- **Esercizio assegnato**
Prosegui la sentenza della Corte di Cassazione sull'accertamento IVA, riportata più sotto nell'estratto fornito, cominciando subito dopo la sua ultima frase.

- **Estratto fornito**
CORTE DI CASSAZIONE – Sentenza 09 ottobre 2013, n. 22933
Tributi – Imposte indirette – Iva – Rettifica – Nullità basata sul procedimento penale – Sussistenza
Svolgimento del processo
Con sentenza n. 113/7/07, depositata il 10.1.2007, la CTR della Liguria rigettava l’appello proposto dall’Ufficio avverso la sentenza della CTP di Genova che aveva annullato l’avviso d’accertamento, con cui erano stati imputati alla Società “Italconcert S.a.s. di C. G. C. e C” maggiori ricavi, ai fini ILOR ed IVA per l’anno 1996, a seguito di controlli effettuati sui conti bancari.
L’Agenzia delle Entrate ricorre per la cassazione della sentenza, con sei motivi. L’intimata resiste con controricorso, successivamente illustrato da memoria.

- **Righe di dati**
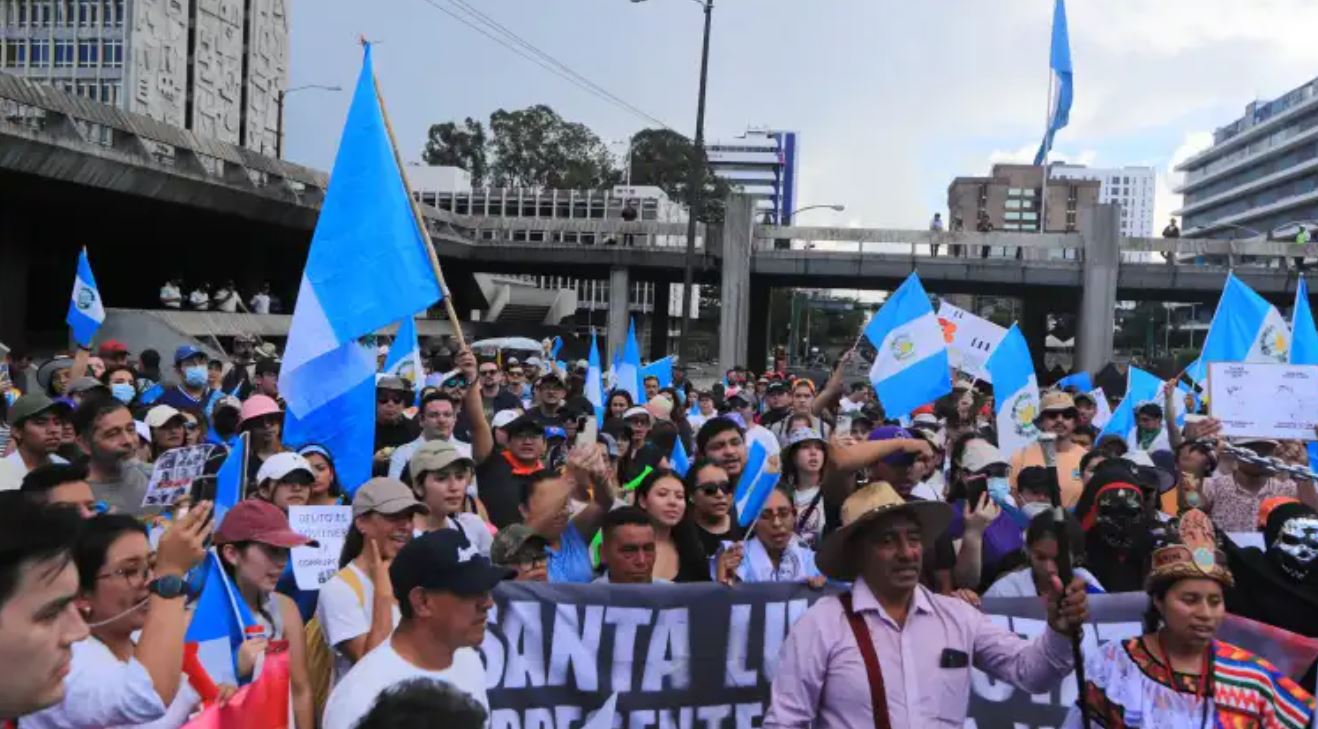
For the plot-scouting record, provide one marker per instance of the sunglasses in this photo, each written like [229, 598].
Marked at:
[715, 487]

- **Il risultato**
Motivi della decisione
1. Va, anzitutto, disattesa l’eccezione d’inammissibilità del ricorso, per difetto di jus postulandi. Questa Corte (cfr. Cass. SS.UU. 23020/05, Cass. n. 11227/2007, n. 3427/2010) ha, già, affermato che, in caso di patrocinio facoltativo e non i obbligatorio dell’Avvocatura dello Stato -ipotesi qui ricorrente per effetto del richiamo all’art. 43 del R.D. 30 ottobre 1933, n. 1611, contenuto nell’art. 72 del D.Lgs. 30 luglio 1999, n. 300-, non è necessario il rilascio in favore dell’Avvocatura dello Stato di una specifica procura riferita al singolo giudizio, essendo, in tal caso, applicabile la disposizione dell’art. 1, comma 2 del R.D. cit, secondo cui gli avvocati dello Stato esercitano le loro funzioni innanzi a tutte le giurisdizioni ed in qualunque sede e non hanno bisogno di mandato.
2. Occorre rilevare che, in seno alla memoria, la controricorrente, richiamando la sentenza delle Sezioni Unite di questa Corte n. 14815/2008, ha, tra l’altro, chiesto dichiararsi la nullità delle sentenze rese nei gradi di merito, per violazione del litisconsorzio necessario.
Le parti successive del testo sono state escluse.